_What this task involves_
Reproduce all of the lines below word for word.

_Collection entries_
▬▬▬▬▬▬▬▬▬▬

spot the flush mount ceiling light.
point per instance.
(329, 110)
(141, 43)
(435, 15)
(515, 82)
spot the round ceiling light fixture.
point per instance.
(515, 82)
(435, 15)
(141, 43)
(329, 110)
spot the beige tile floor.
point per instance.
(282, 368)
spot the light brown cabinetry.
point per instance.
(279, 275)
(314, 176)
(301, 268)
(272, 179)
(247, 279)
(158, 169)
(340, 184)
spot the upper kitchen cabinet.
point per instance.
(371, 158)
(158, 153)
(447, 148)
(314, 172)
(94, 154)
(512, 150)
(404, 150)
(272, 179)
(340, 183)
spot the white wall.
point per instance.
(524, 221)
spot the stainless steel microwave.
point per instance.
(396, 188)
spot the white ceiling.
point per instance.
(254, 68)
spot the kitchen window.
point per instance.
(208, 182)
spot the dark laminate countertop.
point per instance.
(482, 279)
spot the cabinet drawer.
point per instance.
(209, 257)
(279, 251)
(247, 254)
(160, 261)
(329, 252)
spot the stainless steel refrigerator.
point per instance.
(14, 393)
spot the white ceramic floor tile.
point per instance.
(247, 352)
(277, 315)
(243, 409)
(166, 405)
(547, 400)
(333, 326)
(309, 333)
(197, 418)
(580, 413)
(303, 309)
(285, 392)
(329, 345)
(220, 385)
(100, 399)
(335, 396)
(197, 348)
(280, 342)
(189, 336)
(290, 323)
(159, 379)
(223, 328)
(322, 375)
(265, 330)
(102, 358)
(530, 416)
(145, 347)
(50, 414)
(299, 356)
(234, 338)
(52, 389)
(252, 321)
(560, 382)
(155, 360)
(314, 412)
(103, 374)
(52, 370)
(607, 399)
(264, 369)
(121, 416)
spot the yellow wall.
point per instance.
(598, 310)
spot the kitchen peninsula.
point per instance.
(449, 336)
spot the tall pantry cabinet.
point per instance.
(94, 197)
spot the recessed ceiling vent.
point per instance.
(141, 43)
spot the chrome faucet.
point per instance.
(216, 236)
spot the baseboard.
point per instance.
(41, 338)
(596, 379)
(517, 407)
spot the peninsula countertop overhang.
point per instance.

▬▬▬▬▬▬▬▬▬▬

_Response below_
spot the flush mount ceiling light.
point per instance.
(329, 110)
(141, 43)
(435, 15)
(515, 82)
spot the round ceiling light fixture.
point per instance.
(515, 82)
(435, 15)
(141, 43)
(329, 110)
spot the beige tile floor.
point per instance.
(282, 368)
spot the light brown cabinetry.
point per instance.
(279, 275)
(314, 176)
(301, 268)
(272, 179)
(247, 279)
(158, 169)
(340, 184)
spot the upper kitchen cabinet.
point per instance.
(371, 158)
(158, 153)
(447, 148)
(314, 172)
(94, 154)
(512, 150)
(404, 150)
(272, 179)
(340, 183)
spot the white wall.
point per instance.
(524, 221)
spot the stainless steel microwave.
point per instance.
(396, 188)
spot the white ceiling.
point per instance.
(254, 68)
spot the kitchen window.
point per instance.
(208, 182)
spot the dark laminate countertop.
point per instance.
(482, 279)
spot the cabinet drawer.
point per instance.
(209, 257)
(279, 251)
(247, 254)
(160, 261)
(329, 252)
spot the stainless steel refrigerator.
point per instance.
(14, 393)
spot the white ceramic floor tile.
point per instance.
(247, 352)
(277, 315)
(243, 409)
(166, 405)
(547, 400)
(333, 326)
(309, 333)
(197, 418)
(580, 413)
(303, 309)
(285, 392)
(329, 345)
(220, 385)
(100, 399)
(335, 396)
(197, 348)
(280, 342)
(189, 336)
(290, 323)
(159, 379)
(223, 328)
(322, 375)
(265, 330)
(102, 358)
(530, 416)
(145, 347)
(50, 414)
(299, 356)
(234, 338)
(52, 389)
(252, 321)
(560, 382)
(155, 360)
(314, 412)
(103, 374)
(52, 370)
(607, 399)
(264, 369)
(121, 416)
spot the yellow wall.
point per instance.
(598, 310)
spot the kitchen peninsula.
point per instance.
(449, 336)
spot the tall pantry cabinet.
point per instance.
(94, 197)
spot the recessed ceiling vent.
point per instance.
(141, 43)
spot the chrome faucet.
point per instance.
(216, 236)
spot the baseboard.
point per instance.
(41, 338)
(596, 379)
(517, 407)
spot the peninsula countertop overhang.
point per instance.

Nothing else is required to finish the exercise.